• Problem to solve: Search the records for lines with the word "jersey" and copy each match.

#### Source data

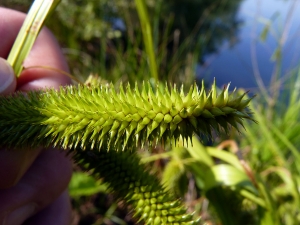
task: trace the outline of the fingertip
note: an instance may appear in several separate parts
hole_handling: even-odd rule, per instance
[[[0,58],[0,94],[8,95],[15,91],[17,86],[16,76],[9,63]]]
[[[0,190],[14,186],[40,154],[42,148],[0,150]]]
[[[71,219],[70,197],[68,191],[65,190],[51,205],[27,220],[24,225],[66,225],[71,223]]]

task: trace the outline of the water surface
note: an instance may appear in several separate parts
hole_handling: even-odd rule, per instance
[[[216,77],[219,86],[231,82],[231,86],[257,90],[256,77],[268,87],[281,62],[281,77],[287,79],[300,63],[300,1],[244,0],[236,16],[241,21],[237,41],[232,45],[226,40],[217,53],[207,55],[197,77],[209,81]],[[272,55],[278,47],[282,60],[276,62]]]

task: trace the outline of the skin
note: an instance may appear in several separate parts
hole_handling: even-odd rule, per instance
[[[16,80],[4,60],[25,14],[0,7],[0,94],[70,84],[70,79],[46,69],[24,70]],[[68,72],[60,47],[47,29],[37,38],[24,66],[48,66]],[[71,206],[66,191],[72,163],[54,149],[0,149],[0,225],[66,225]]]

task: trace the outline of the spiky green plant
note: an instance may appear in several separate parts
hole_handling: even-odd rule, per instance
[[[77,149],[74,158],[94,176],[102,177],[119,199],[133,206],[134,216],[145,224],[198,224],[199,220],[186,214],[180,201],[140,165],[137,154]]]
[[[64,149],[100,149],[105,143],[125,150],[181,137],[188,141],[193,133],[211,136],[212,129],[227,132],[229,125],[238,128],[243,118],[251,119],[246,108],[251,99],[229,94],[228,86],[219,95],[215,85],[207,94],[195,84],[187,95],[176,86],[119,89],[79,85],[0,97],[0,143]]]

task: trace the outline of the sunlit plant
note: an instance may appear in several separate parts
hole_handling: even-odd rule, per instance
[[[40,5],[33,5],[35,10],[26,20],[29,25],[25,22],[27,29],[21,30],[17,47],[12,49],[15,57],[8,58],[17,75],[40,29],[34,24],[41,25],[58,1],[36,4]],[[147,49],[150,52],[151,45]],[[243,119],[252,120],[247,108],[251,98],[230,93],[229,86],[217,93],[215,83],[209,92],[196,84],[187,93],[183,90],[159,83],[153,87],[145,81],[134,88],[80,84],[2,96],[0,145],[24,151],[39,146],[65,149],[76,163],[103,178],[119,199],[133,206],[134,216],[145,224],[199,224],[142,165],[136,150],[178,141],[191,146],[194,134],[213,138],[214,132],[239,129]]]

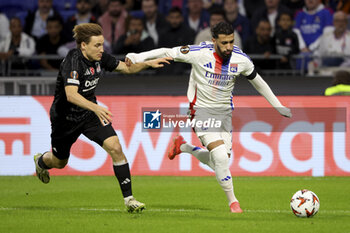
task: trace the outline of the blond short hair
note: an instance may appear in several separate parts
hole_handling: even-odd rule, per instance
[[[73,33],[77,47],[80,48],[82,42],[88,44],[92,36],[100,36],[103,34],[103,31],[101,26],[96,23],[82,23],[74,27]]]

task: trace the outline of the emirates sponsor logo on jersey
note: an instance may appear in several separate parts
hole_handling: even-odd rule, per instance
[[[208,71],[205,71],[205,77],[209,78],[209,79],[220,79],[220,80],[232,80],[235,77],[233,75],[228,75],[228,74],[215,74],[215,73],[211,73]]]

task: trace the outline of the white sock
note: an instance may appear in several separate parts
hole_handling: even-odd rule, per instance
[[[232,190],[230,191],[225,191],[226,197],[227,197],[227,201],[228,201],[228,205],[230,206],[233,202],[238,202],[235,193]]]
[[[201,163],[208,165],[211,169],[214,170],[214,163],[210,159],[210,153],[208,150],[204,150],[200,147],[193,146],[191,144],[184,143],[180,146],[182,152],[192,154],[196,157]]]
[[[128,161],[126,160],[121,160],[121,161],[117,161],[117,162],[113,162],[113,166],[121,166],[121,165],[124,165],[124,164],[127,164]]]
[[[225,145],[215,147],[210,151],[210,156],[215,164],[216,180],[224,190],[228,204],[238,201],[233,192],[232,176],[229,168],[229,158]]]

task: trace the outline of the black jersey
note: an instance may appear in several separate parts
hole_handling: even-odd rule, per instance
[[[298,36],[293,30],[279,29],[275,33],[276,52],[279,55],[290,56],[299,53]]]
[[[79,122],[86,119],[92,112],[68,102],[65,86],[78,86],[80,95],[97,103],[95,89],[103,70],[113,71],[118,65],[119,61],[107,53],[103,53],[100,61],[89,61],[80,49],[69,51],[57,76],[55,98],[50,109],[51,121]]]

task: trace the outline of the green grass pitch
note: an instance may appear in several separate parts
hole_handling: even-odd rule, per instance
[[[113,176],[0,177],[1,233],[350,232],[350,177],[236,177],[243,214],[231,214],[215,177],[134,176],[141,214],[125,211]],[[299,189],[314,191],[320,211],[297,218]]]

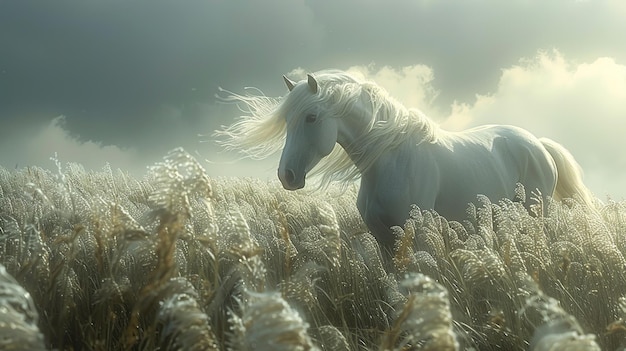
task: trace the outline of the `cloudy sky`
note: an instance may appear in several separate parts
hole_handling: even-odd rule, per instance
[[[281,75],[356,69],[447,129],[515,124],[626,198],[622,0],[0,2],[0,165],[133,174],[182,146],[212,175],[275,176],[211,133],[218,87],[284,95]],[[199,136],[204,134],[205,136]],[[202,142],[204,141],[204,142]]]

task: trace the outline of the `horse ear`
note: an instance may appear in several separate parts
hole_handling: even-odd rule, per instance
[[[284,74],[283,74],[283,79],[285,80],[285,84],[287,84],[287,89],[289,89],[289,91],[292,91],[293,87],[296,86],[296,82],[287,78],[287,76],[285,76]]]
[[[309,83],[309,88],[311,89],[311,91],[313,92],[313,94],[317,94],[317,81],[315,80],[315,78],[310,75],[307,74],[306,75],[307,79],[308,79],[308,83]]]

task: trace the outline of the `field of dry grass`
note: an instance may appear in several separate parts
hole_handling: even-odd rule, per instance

########

• Response:
task: trace the outline of the emirates sponsor logo on jersey
task: trace the outline of the black jersey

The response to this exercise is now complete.